• Action item
Take the material below and reproduce, word for word, only the lines from the line with "Target: lamp base" through the line with "Target: window".

- Opening Delimiter -

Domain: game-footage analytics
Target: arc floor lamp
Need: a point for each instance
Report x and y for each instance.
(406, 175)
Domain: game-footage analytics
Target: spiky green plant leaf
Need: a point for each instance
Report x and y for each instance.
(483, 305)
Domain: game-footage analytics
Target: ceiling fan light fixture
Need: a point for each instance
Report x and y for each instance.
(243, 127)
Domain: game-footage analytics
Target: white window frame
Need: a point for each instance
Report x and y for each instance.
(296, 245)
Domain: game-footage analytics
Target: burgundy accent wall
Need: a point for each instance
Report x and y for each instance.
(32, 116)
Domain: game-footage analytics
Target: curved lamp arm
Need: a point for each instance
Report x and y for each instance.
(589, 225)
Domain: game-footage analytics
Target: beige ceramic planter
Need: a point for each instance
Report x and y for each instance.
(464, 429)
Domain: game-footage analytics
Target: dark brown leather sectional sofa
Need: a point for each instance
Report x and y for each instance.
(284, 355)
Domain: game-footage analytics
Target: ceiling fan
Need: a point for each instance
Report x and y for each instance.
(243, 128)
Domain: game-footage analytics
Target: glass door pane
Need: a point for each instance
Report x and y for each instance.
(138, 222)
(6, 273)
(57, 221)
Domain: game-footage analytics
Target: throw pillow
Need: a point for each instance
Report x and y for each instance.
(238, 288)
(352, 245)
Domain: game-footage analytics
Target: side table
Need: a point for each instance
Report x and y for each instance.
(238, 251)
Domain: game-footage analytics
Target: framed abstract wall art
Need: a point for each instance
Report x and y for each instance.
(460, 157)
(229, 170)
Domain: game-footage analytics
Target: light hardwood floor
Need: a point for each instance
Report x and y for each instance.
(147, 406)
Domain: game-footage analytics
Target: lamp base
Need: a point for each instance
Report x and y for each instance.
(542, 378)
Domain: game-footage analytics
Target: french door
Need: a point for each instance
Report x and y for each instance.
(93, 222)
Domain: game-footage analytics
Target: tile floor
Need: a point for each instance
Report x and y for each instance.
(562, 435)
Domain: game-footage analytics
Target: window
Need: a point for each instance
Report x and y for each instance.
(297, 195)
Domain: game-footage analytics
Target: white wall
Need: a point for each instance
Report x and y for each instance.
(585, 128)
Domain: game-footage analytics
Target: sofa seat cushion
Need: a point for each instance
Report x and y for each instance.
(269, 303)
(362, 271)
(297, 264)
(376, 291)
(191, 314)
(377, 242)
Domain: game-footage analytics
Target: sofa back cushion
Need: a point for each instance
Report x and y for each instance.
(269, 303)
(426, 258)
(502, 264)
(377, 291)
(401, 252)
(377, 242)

- Closing Delimiter -

• Result of this task
Target: lamp base
Need: a point for each instance
Report x and y for each instance.
(542, 378)
Domain: game-footage analytics
Target: french door
Need: a point for each instance
Report x and y for each instance.
(93, 222)
Domain: game-footage analytics
Target: tile floor
Need: a point for each instance
Report x and y for each instance.
(562, 435)
Domain: game-footage analytics
Target: window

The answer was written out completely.